* **DATA ROWS**
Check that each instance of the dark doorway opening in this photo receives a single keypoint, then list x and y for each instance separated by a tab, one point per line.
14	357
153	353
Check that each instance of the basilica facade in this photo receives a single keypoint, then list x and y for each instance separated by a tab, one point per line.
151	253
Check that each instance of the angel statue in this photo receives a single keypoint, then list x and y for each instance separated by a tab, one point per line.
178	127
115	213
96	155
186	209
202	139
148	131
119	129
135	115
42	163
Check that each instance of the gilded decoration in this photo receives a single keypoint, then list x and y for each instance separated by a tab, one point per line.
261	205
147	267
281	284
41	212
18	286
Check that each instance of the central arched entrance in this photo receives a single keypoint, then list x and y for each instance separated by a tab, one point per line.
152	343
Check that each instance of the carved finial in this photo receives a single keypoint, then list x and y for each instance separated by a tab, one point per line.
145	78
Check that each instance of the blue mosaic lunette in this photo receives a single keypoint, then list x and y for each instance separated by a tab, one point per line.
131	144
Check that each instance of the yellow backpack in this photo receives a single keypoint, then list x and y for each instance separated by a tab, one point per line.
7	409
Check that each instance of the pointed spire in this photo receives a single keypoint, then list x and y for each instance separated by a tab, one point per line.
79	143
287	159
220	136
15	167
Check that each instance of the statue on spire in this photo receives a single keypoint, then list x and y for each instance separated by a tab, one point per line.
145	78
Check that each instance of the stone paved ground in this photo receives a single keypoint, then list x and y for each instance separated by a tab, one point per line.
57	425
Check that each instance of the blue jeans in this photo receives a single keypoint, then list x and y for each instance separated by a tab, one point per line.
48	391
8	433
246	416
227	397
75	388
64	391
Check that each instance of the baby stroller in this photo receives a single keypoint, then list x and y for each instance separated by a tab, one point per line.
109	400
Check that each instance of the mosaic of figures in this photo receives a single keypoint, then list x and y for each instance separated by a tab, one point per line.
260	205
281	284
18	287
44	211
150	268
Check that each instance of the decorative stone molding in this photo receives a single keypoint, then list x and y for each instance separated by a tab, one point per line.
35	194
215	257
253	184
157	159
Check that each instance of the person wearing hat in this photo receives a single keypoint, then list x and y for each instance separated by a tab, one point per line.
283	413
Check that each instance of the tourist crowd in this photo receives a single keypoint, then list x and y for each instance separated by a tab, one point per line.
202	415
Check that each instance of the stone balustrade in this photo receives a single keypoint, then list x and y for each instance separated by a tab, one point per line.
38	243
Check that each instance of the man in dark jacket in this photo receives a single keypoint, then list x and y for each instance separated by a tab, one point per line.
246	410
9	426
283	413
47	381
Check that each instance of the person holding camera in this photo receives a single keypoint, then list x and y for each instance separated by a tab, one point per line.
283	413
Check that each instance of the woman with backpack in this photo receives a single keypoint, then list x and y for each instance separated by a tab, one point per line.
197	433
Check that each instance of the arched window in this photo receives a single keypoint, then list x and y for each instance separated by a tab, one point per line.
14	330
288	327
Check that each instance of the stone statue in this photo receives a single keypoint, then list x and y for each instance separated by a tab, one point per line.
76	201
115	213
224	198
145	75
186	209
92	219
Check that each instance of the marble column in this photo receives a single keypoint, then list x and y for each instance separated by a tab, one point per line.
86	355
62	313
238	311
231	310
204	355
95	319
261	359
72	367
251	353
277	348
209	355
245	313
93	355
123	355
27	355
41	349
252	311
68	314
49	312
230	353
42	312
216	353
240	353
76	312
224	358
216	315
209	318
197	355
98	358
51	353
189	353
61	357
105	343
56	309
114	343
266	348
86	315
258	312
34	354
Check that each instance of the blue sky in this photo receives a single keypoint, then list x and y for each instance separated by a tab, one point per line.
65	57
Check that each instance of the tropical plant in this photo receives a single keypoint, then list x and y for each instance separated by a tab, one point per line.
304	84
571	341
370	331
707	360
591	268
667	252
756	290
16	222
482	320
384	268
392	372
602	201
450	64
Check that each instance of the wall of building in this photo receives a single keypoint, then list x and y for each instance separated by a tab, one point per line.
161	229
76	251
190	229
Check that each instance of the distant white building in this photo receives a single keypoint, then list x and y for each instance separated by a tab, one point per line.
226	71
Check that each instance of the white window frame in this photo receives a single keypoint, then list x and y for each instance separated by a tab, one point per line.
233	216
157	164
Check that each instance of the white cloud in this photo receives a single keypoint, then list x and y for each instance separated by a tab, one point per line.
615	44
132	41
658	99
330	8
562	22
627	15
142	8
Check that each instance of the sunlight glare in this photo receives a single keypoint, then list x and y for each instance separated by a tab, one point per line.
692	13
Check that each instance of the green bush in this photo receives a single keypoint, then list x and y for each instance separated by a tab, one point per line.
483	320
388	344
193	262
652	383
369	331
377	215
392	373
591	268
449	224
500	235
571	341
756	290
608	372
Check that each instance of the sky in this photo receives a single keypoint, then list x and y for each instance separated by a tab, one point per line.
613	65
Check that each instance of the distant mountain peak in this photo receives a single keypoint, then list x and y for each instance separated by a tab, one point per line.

* **GIVEN REQUEST**
Can you update all of the entries above so that "a single keypoint" becomes "exactly one keypoint", leaving every other word as it is?

* **RESULT OF THIS TASK**
Check that each instance of the dark doorway opening in this photo receives exactly one keypoint, then list x and y for each instance separated by a tab, one point per line.
14	357
153	353
Check that each instance of the basilica facade in this photo receives exactly one keypoint, then list x and y for each instance separated by a tab, one point per line.
151	253
Check that each instance of the angel statue in this photo receives exactly one keypoint, then list x and y for each instance separated by a tab, one point per line.
178	127
115	213
96	155
186	209
202	139
148	131
119	129
135	115
42	163
Check that each instance of the gilded decoration in this photo receives exactly one keypoint, then list x and y for each instance separated by a tab, one point per line.
261	205
147	267
281	284
41	212
18	286
Check that each instance of the central arched entrance in this photo receives exactly one keypoint, then list x and y for each instance separated by a tab, one point per line.
152	343
Check that each instance of the carved finial in this photo receives exactly one keypoint, then list x and y for each instance separated by a tab, one point per line.
145	78
Check that each instance of the blue mosaic lunette in this photo receives exactly one keypoint, then list x and y for each instance separated by a tab, one point per line.
131	144
Check that each instance of the yellow backpack in this photo receives exactly one keypoint, then list x and y for each instance separated by a tab, one point per line.
7	409
Check that each instance of the pointed spire in this photo receives exactly one keypoint, then list x and y for each instance separated by a tab, one point per line.
79	143
287	159
220	136
15	167
Check that each instance of the statue on spire in this photo receives exactly one keypoint, then list x and y for each instance separated by a tab, one point per line.
145	78
Check that each instance of the stone paved ground in this photo receives exactly one keypoint, then list x and y for each instance separated by a tab, one point per line.
57	425
Check that each instance of the blue jeans in this photo receives exactly one keypoint, then list x and y for each instance separated by a tab, one point per line.
48	391
8	433
246	416
227	397
75	388
64	391
Check that each instance of the baby stroller in this photo receives exactly one keypoint, then list x and y for each instance separated by a tab, one point per line.
109	400
Check that each instance of the mosaic of figures in this photo receives exactly one keypoint, then list x and y for each instance separated by a tab, one point per line.
260	205
281	284
18	287
44	211
150	268
Check that each instance of the decorative stone molding in this photo receives exactly one keypoint, then list x and y for each instance separated by a tab, one point per line.
35	194
215	257
253	184
157	159
Check that each instance of the person wearing hat in this photo receives exactly one keypoint, then list x and y for each instance separated by a tab, one point per line.
283	413
Check that each instance of the tourist crowd in this photo receives exactly one keypoint, then list x and y for each instance separated by a tab, one point per line.
202	415
Check that each instance of the stone balustrade in this photo receives exactly one keypoint, then list x and y for each instance separated by a tab, one point per line.
38	243
Check that each instance of the man in dark jacket in this photo receives exactly one keypoint, then list x and y for each instance separated by a tab, one point per line.
246	410
9	426
283	413
47	381
Check that each instance of the person holding camera in this photo receives exactly one keypoint, then list x and y for each instance separated by a tab, one point per line.
283	413
Check that each instance of the woman with backpack in this photo receives exactly one keypoint, then list x and y for each instance separated by a tab, one point per line.
197	433
Check that each instance of the arched window in this photo receives exactly one keypoint, then list x and y for each instance separated by a tab, one point per line.
14	330
288	327
Check that each instance of the stone statue in this photo receives exactly one keypoint, then list x and y for each instance separated by a tab, one point per line.
76	201
115	213
224	198
145	75
186	209
92	219
Check that each instance of the marble column in this photo receives exactly one keypoint, then list x and y for each instance separated by a tab, one point per line.
86	355
62	313
238	311
231	310
204	355
95	319
261	359
72	367
251	353
277	348
209	355
245	313
93	355
123	355
27	355
41	349
252	311
68	314
49	312
230	353
42	312
216	353
240	353
76	312
224	358
216	315
209	318
197	355
98	358
51	353
189	353
61	357
105	343
56	309
114	343
266	348
86	315
258	312
34	354
Check that each instance of the blue sky in this photo receives exactly one keypoint, then list x and y for each instance separated by a tab, one point per line.
65	57
Check that each instance of the tropical plant in this photo receives exactly one keypoint, then list x and y for each instance separated by a tab, one point per line.
304	84
571	341
370	331
707	360
591	268
667	252
756	290
16	222
482	320
384	268
392	372
602	201
450	64
Check that each instance of the wall of building in this photo receives exactly one keypoint, then list x and y for each instance separated by a tab, one point per line.
161	229
76	251
190	229
Check that each instance of the distant white building in this photo receives exactly one keypoint, then list x and y for each instance separated by a tab, one point per line.
226	71
Check that each instance of the white window frame in this photo receives exactly one keypoint, then list x and y for each instance separated by a tab, one point per line.
233	216
157	164
Check that each instance of the white cloud in this photo receives exactly one keypoint, then list x and y for each instance separated by a tab, one point per line.
615	44
132	41
658	99
330	8
562	22
627	15
142	8
Check that each instance of the sunlight glare in this photo receives exactly one keypoint, then list x and y for each instance separated by a tab, one point per line.
692	13
Check that each instance of the green bush in this photo receives exactly one keypoint, then list x and y for each instance separated by a tab, one point per line.
483	320
388	344
193	262
652	383
369	331
377	215
392	373
591	268
449	224
500	235
571	341
756	290
608	372
Check that each instance of the sky in this photo receives exactly one keypoint, then list x and y for each instance separated by a tab, one point per line.
613	65
Check that each instance of the distant mountain peak in this photo receives exactly one keypoint, then list x and y for each instance separated by a tab, one point per line.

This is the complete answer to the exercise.